* [WHAT THE TASK ASKS]: Return the whole listing exactly as it stands.
----
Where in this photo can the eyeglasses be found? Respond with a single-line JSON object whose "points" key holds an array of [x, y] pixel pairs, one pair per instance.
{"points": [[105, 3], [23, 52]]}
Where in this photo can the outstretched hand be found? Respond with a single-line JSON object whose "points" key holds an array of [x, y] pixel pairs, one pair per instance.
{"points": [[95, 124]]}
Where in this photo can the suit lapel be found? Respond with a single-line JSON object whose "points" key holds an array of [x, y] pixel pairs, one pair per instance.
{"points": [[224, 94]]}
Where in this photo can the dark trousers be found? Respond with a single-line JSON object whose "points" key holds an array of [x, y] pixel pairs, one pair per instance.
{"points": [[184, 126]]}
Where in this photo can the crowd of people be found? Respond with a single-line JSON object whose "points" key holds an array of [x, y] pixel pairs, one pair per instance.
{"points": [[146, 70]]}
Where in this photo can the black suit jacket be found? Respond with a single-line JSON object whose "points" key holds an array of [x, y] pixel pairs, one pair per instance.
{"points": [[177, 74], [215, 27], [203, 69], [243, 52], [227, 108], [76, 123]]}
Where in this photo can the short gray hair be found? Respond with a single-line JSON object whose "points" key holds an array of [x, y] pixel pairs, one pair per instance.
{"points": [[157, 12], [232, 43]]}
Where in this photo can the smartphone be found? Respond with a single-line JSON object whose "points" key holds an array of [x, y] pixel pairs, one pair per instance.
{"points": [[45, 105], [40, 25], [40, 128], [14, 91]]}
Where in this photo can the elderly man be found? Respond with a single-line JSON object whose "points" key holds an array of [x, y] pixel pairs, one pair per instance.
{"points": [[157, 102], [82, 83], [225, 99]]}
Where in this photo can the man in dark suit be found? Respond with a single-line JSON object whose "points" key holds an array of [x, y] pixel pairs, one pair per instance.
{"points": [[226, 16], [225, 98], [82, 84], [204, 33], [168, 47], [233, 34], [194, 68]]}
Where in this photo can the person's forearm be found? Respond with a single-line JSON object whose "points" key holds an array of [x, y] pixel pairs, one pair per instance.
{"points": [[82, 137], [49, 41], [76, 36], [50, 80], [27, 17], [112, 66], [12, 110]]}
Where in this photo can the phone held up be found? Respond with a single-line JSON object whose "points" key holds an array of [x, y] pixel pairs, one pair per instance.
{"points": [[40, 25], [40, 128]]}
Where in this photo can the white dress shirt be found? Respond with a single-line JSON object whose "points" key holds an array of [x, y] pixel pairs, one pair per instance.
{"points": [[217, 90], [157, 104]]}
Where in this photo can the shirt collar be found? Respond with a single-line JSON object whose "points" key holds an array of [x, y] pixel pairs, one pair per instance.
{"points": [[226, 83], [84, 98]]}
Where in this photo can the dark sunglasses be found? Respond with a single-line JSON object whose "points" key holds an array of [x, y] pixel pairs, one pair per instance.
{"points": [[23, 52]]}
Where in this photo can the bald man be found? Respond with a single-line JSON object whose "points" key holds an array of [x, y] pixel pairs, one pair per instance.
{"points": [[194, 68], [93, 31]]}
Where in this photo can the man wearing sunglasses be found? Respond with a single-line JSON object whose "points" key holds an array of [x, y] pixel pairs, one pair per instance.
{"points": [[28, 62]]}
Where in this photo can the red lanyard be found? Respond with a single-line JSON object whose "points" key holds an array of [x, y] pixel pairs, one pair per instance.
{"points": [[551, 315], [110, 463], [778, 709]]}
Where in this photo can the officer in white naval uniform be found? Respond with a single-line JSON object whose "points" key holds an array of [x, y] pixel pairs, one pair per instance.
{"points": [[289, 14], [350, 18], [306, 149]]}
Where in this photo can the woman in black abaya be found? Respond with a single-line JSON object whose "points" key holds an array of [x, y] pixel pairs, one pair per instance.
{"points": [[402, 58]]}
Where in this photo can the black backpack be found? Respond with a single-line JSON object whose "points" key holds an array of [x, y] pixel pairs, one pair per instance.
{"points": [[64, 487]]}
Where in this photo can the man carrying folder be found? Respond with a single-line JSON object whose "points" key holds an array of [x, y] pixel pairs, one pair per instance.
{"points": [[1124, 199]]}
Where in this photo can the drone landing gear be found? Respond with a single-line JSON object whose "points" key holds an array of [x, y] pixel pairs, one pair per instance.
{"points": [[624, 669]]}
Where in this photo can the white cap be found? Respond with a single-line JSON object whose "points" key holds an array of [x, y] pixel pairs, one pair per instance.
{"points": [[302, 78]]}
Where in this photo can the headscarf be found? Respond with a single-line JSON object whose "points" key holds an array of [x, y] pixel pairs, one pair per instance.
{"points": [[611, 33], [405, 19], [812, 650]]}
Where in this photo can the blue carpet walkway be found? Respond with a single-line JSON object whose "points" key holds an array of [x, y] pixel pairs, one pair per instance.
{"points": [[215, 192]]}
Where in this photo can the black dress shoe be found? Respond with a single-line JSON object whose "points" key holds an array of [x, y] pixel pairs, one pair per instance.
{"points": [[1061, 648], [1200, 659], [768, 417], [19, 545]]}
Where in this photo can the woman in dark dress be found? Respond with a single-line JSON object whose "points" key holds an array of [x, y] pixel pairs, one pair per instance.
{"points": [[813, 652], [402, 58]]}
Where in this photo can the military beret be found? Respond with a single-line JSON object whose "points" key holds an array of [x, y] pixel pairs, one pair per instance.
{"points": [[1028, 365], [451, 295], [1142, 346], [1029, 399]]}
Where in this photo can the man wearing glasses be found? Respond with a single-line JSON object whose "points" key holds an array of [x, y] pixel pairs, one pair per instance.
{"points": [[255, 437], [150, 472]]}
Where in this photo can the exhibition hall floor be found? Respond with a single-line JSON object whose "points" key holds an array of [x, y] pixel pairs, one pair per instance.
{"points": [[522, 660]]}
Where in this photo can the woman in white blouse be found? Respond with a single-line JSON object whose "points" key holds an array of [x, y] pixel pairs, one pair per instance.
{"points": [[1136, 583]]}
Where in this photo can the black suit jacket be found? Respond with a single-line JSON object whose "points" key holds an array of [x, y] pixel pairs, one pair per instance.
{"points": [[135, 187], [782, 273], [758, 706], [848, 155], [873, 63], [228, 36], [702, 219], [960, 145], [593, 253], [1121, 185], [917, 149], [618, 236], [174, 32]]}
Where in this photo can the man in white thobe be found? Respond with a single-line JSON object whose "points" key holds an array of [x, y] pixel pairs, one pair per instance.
----
* [WRITTEN RESPONSE]:
Where in this photo can the eyeglasses be found? Respond with a single-line JSON object whose "points" key holds an array of [x, y] pixel pairs, one pair per instance.
{"points": [[105, 3], [23, 52]]}
Where in this photo can the outstretched hand be found? Respond with a single-line JSON object whose "points" key holds an array of [x, y] pixel pairs, one pair per instance.
{"points": [[95, 124]]}
Where in this photo can the suit lapel be found? Respond with a single-line JSON object whose "points" key holds an array of [x, y] pixel pairs, one pair per instance.
{"points": [[224, 94]]}
Where in this photo can the dark trousers be found? Respond with a single-line JSON object whose "points" key holds an array of [x, y] pixel pairs, one pair per instance.
{"points": [[184, 126]]}
Where in this photo can the crowd of people be found? Respond with a single-line JSON object whose "points" key holds an array of [x, y] pixel pairs, one pair per instance.
{"points": [[146, 70]]}
Where in this photo can the black suit jacket be found? Respond with a single-line JSON object whose "points" key holds an array of [x, y] pixel pairs, one pair per instance.
{"points": [[177, 74], [215, 27], [203, 69], [243, 52], [227, 108], [76, 123]]}
Where in this photo can the short gray hair be found? Respond with a single-line JSON object whose "points" key holds an array of [x, y] pixel pairs, one pair per instance.
{"points": [[157, 12], [232, 43]]}
Where in this photo can the smartphone be found? Respond with a single-line JSON object whose "points" key holds an array of [x, y] pixel pairs, one pair per instance.
{"points": [[45, 105], [40, 25], [40, 128], [14, 91]]}
Where in this photo can the elderly man be found? Respond with a single-line JSON object whose "points" key holds an array of [x, y] pixel pairs, one pair per instance.
{"points": [[157, 102], [82, 83], [225, 99]]}
Where in this photo can the man in dark suit be found? Respond with a single-line JSON object whose "points" key holds an array of [x, y] pixel pairs, one pair per instance.
{"points": [[226, 16], [225, 98], [82, 84], [204, 33], [168, 47], [233, 34], [194, 68]]}
Where in this photo can the person's forearm be found? Respond with a single-line JSON object whose "points" key holds an array of [x, y] pixel pairs, one pair per instance.
{"points": [[82, 137], [49, 41], [76, 36], [50, 80], [27, 17], [112, 66], [12, 110]]}
Where in this photo can the phone held up be found? Respond with a single-line JSON object whose "points" key holds an array of [x, y] pixel pairs, one pair per instance.
{"points": [[40, 25], [40, 128]]}
Where in this photo can the white dress shirt be found? Respond with a single-line JSON object whose "points" key holds an array of [x, y] pixel pairs, one pair per instance.
{"points": [[217, 90], [157, 104]]}
Where in this photo can the shirt collar be found? Respond with a single-line JSON object whose "points" key holds an array of [x, y] pixel pairs, one pair per instance.
{"points": [[226, 83], [84, 98]]}
Where in this photo can the dark sunglasses be found? Respond with a single-line JSON object whose "points" key holds an array of [x, y] pixel pairs, one pair per instance.
{"points": [[23, 52]]}
Where in this photo can the bald man be found? Respond with a single-line JSON object whose "points" key holds an array of [x, y] pixel pairs, one pair per instance.
{"points": [[194, 68], [93, 31]]}
Where in this photo can the man wearing sunglasses be found? Respond with a single-line JSON object whose "points" key holds an array of [x, y] pixel pairs, one pair per instance.
{"points": [[28, 62]]}
Where in this photo can the red lanyard be found? Respond with a single-line JSON object whose "points" key holds an array of [x, y] pixel pairs, one pair per instance.
{"points": [[551, 315], [110, 463], [778, 709]]}
Where in this photo can the officer in white naval uniform be found? Respond with a single-line JSON object whose "points" key holds an array of [x, y] pixel pairs, one pair per instance.
{"points": [[289, 14], [350, 18], [306, 149]]}
Where in this photo can the woman in black abaya be found? Respond with a single-line JSON object whose "points" key holds an array of [x, y] pixel pairs, one pair per instance.
{"points": [[402, 58]]}
Where in this photo can the black backpack be found? Respond with a single-line JSON object whose "points" key holds an array of [x, y] pixel pairs, one pair per instance.
{"points": [[64, 487]]}
Where in this photo can the man carrying folder be found? Respond with a single-line JSON object whose "points" key holds an array of [x, y] pixel pairs, one pair per instance.
{"points": [[1124, 199]]}
Where in this photo can the drone landing gear be found? Respond with a single-line JSON object whose "points" key holds an array of [x, y] pixel pairs, one pair per instance.
{"points": [[624, 669]]}
Where in this photo can the white cap be found? Respond with a single-line JSON object whose "points" key holds an array of [x, y] pixel pairs, one pair per instance.
{"points": [[302, 78]]}
Where in this photo can the headscarf be found? Respond with a single-line JSON object whose "points" key holds an array of [x, y] pixel pairs, one pair per instance.
{"points": [[611, 33], [405, 19], [812, 650]]}
Where in this photo can the blue carpet walkway be found? Respond with a single-line JSON object whose "points" key holds an array of [x, y] pixel pairs, one pair per instance.
{"points": [[215, 192]]}
Where in this photo can the black dress shoe be found? Respond with a single-line JSON object whose "points" key holds an array of [x, y] pixel pairs, one pair per instance.
{"points": [[1061, 648], [1200, 659], [768, 417], [19, 545]]}
Where in this photo can the woman in dark dress be found? Respond with a single-line JSON object whose "points" key holds an array of [x, y] pixel pairs, one pair per instance.
{"points": [[813, 652], [402, 58]]}
Where in this photo can the military beret be found? Respond with a single-line JSON object whose "points" key holds an array of [x, y] pixel pairs, one pair per instance.
{"points": [[1028, 365], [451, 295], [1142, 346], [1029, 399]]}
Where in this photo can the man wearing glasses be found? Respond with a single-line JSON object whose "points" key holds an array of [x, y] pixel pairs, one pair per instance.
{"points": [[255, 437], [150, 472]]}
Where in this photo can the exhibition hall floor be found? Respond with a single-line JSON object whose "points" key holds an array of [x, y] pixel pairs, one pair per instance.
{"points": [[522, 660]]}
Where in this photo can the woman in white blouse be found? Respond with a single-line JSON object whose "points" key holds an array of [x, y] pixel pairs, one pair per instance.
{"points": [[1136, 583]]}
Where in this photo can the black suit jacket be found? Respond with a single-line JSON object whose "points" key holds an array of [x, y] pixel pairs, one pair per instance.
{"points": [[135, 187], [782, 273], [758, 706], [848, 155], [873, 63], [228, 36], [702, 219], [960, 145], [593, 253], [1121, 185], [917, 149], [618, 236], [174, 32]]}
Where in this photo can the man in white thobe be found? Respond with a single-line JSON object whose "points" key holds an array of [x, y] pixel pairs, one pair per instance.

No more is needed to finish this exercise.